**WRITTEN REQUEST**
How many of the lines below contain the word "white"? Reply with the number alone.

**RAW DATA**
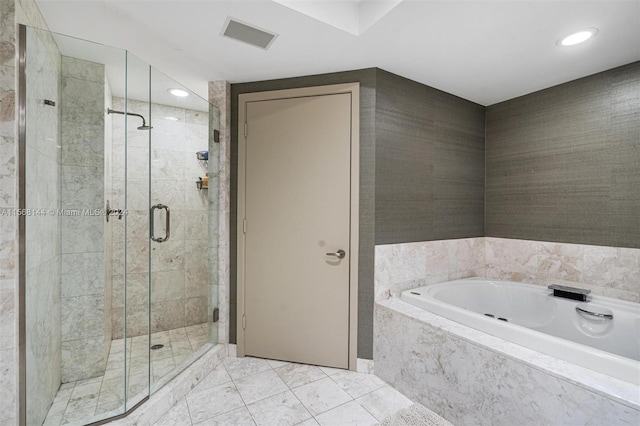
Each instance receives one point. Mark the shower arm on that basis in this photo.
* * *
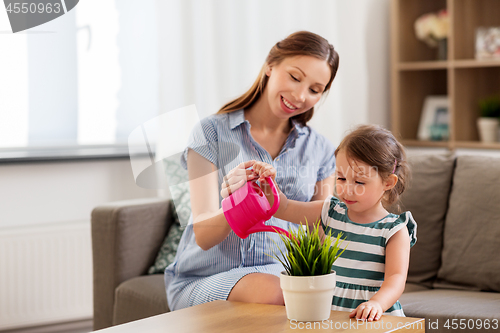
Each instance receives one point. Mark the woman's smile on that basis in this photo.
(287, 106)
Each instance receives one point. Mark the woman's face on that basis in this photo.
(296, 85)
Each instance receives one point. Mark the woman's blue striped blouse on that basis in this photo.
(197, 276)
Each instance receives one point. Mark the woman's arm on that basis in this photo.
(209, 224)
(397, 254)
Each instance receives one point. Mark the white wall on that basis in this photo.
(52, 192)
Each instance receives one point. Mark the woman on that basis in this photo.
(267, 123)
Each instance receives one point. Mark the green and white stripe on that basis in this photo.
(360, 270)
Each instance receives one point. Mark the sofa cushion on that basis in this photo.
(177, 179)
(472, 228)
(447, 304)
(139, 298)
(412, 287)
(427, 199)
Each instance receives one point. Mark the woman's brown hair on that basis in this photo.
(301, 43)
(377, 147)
...
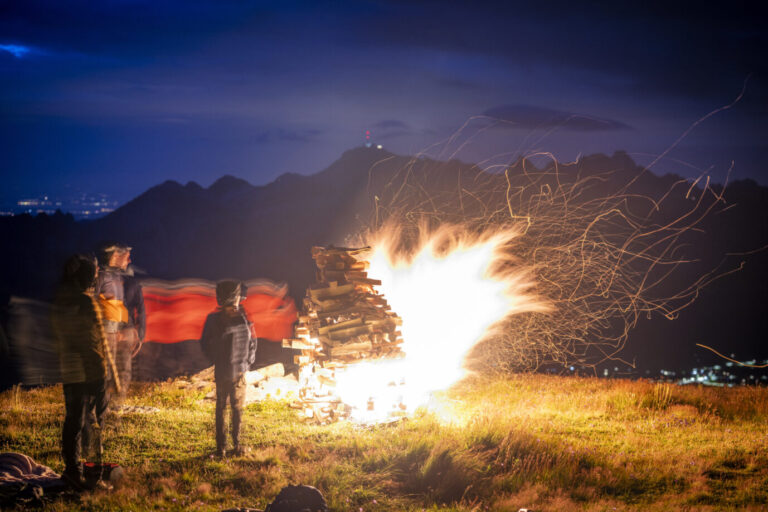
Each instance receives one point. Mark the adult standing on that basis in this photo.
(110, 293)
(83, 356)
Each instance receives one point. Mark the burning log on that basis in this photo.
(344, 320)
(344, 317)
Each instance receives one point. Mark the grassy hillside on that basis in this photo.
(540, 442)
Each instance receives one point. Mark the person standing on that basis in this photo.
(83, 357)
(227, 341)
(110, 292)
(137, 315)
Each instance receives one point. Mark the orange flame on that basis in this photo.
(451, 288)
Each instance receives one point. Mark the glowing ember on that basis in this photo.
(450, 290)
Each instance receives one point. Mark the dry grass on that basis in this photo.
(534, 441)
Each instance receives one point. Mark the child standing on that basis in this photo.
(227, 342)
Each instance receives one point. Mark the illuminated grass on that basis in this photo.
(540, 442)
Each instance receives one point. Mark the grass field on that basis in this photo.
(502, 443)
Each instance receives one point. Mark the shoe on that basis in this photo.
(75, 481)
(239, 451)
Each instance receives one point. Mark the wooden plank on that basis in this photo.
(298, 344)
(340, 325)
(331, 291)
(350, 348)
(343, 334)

**SOLUTION FOR THIS PROBLEM**
2